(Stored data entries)
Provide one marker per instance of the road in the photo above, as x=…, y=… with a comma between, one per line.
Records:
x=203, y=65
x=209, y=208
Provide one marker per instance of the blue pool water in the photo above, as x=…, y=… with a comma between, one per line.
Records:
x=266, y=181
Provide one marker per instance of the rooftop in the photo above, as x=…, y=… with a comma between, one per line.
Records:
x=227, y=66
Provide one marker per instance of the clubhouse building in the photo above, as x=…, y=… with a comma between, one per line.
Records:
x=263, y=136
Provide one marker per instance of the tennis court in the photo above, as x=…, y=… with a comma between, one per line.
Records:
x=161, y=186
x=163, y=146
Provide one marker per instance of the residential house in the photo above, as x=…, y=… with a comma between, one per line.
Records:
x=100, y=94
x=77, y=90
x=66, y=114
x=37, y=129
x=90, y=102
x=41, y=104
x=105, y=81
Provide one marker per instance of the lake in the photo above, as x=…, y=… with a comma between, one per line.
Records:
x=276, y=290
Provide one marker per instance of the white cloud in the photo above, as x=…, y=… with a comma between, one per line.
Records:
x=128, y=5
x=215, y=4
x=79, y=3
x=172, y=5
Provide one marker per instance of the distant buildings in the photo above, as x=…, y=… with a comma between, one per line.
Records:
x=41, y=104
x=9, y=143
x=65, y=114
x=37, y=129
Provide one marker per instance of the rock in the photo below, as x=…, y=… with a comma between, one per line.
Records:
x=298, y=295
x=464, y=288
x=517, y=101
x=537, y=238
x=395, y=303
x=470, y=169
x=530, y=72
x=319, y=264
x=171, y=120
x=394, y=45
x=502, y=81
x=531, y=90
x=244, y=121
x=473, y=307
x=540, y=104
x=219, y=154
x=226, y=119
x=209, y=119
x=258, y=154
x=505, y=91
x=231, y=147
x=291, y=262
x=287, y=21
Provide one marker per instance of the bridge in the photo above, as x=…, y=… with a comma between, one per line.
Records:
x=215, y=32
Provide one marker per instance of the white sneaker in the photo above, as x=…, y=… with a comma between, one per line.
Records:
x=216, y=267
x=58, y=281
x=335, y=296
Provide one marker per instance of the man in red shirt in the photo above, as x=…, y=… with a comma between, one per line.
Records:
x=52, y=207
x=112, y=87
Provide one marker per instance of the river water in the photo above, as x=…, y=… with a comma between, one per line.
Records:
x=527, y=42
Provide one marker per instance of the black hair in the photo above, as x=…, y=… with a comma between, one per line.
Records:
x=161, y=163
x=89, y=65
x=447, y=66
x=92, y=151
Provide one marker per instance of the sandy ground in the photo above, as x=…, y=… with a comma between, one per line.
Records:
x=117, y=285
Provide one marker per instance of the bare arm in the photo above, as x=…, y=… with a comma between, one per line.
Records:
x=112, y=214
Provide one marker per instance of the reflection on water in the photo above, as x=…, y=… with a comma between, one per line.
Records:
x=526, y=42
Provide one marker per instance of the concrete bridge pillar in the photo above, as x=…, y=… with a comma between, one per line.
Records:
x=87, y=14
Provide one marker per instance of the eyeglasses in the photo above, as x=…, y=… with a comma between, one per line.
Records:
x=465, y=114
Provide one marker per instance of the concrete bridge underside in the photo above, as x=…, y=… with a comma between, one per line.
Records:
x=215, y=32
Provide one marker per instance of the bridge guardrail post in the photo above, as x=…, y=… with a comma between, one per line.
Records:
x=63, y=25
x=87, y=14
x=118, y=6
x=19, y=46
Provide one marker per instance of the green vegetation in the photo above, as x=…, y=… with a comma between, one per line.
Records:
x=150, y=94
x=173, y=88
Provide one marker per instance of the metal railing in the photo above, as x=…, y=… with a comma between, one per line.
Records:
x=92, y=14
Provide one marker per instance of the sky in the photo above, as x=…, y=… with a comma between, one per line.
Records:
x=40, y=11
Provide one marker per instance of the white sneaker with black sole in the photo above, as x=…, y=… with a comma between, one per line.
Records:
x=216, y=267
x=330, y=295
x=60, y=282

Task objective: Find the string "black" in the entries above and return each line that holds it.

Response area:
Provide one marker per instance of the black hair in the photo above, as x=…, y=… with a comma between, one per line.
Provide one marker per instance of the white sneaker with black sole in the photo above, as x=…, y=… with a comma between, one per line.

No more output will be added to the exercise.